→ **練習問題**
**1)** 次の(a)〜(c)が記事の内容と合っているかどうかを、「はい」か「いいえ」で答えなさい。それぞれ、判断の決め手となる記事の語句をそのまま引用して添えること。
(a) 初公判は秋田地裁で開かれた。
(b) 畠山鈴香被告は、手紙を用意せずにその場で話した。
(c) 検察側は殺害の様子を再現した。
**2)** 記事のうち、「2007-09-13 09:58:44 | Weblog」を含む語句で始まり「のか。注目の公判が始まった。」で終わる部分を、「初公判」を「第1回公判」に置き換えて書き直しなさい。

→ **提示文**
□ □ □ □ □

秋田児童殺害:なぜ命奪った?…注目裁判始まる

2007-09-13 09:58:44 | Weblog
秋田児童殺害:なぜ命奪った?…注目裁判始まる 2007年9月12日 毎日夕刊
http://www.mainichi-msn.co.jp/shakai/jiken/news/20070912k0000e040042000c.html
 12日、秋田地裁で開かれた秋田県藤里町の連続児童殺害事件の初公判。「私は謝罪しなければならない。1年半前、私はうそをつき、ひきょうでした」と、用意した手紙を読み上げた畠山鈴香被告(34)。一方、検察側は「(彩香ちゃんの存在を)疎ましく思っていた」「力のない子供に自らの憎悪を爆発させた」と二児殺害の動機を示し、殺害の様子を再現した。なぜ、長女とその仲良しの男児は命を奪われなければならなかったのか。注目の公判が始まった。

□ □ □ □ □

[保存データ項目]
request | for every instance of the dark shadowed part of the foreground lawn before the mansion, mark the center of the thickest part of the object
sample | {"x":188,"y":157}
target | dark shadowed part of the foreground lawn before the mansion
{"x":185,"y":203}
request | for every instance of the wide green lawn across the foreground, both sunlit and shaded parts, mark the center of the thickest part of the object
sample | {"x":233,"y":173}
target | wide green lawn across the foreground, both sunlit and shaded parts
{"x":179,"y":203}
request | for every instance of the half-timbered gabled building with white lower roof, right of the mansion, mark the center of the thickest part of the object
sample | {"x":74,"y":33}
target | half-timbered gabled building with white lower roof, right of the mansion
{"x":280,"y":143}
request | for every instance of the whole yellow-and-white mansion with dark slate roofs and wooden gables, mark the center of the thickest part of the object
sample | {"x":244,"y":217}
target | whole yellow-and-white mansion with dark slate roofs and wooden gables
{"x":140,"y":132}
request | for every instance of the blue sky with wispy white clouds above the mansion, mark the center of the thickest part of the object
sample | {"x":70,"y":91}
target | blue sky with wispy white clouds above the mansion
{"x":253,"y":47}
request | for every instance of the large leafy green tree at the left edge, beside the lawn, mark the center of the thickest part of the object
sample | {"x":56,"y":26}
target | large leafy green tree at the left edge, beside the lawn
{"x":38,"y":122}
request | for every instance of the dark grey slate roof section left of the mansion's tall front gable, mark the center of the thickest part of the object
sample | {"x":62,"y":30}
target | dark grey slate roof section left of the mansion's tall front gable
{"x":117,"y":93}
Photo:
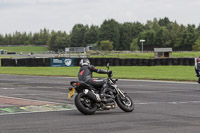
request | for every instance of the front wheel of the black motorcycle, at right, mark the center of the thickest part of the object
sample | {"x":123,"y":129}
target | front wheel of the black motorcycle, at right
{"x":121,"y":102}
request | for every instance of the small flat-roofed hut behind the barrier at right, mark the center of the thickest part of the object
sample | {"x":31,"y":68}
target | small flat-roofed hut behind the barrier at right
{"x":162,"y":52}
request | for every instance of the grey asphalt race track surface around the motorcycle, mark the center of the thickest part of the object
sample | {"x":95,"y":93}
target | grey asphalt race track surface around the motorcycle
{"x":160,"y":107}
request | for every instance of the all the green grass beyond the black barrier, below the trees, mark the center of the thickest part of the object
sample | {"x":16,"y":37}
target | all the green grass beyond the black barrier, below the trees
{"x":99,"y":54}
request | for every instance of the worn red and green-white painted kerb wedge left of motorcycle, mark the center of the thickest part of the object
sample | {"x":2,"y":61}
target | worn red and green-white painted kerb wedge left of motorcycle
{"x":21,"y":105}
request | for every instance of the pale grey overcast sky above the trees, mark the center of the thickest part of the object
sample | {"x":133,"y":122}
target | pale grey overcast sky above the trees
{"x":33,"y":15}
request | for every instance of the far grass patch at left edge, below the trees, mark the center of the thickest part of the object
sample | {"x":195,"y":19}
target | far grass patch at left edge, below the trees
{"x":25,"y":49}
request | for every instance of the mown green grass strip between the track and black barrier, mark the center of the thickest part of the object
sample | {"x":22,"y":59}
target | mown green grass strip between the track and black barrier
{"x":176,"y":73}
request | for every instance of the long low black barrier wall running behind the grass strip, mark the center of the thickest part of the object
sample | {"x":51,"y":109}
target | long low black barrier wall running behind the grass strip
{"x":99,"y":62}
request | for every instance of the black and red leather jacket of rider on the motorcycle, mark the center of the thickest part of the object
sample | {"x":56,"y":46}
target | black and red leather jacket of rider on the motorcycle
{"x":85,"y":72}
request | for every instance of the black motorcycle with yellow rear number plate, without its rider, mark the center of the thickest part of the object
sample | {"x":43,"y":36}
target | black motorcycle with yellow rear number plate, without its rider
{"x":88,"y":99}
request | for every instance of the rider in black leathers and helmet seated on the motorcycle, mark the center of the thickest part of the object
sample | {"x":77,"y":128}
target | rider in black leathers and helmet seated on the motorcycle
{"x":85,"y":74}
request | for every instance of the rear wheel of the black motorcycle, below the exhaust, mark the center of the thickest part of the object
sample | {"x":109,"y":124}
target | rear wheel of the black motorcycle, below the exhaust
{"x":81,"y":105}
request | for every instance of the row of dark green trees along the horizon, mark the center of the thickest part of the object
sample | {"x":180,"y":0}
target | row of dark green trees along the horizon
{"x":112,"y":35}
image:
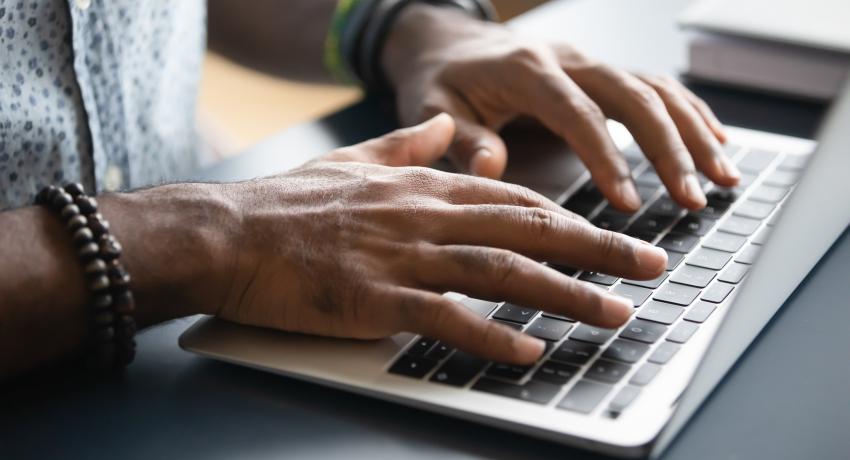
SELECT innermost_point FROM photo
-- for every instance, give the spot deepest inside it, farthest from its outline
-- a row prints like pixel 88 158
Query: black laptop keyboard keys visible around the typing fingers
pixel 590 370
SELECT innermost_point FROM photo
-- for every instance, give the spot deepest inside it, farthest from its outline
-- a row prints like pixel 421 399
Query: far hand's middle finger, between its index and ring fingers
pixel 634 103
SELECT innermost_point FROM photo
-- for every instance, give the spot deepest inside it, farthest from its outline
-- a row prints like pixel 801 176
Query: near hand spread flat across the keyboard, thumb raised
pixel 361 243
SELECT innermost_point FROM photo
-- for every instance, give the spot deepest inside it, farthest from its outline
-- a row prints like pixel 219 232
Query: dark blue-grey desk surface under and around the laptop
pixel 786 398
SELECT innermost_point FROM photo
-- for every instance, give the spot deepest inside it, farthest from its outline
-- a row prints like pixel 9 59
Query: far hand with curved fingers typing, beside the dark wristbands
pixel 440 60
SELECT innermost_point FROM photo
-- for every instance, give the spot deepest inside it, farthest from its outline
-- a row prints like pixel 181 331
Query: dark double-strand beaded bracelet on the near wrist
pixel 112 344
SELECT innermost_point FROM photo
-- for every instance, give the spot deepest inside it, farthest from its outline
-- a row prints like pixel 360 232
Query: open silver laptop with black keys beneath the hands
pixel 624 392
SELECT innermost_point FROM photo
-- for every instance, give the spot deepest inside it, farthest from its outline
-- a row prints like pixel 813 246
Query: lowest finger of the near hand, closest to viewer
pixel 437 316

□ □ □ □ □

→ **解答**
**1)**
(a) はい。「12日、秋田地裁で開かれた」
(b) いいえ。「用意した手紙を読み上げた」
(c) はい。「殺害の様子を再現した」

**2)**
2007-09-13 09:58:44 | Weblog
秋田児童殺害:なぜ命奪った?…注目裁判始まる 2007年9月12日 毎日夕刊
http://www.mainichi-msn.co.jp/shakai/jiken/news/20070912k0000e040042000c.html
 12日、秋田地裁で開かれた秋田県藤里町の連続児童殺害事件の第1回公判。「私は謝罪しなければならない。1年半前、私はうそをつき、ひきょうでした」と、用意した手紙を読み上げた畠山鈴香被告(34)。一方、検察側は「(彩香ちゃんの存在を)疎ましく思っていた」「力のない子供に自らの憎悪を爆発させた」と二児殺害の動機を示し、殺害の様子を再現した。なぜ、長女とその仲良しの男児は命を奪われなければならなかったのか。注目の公判が始まった。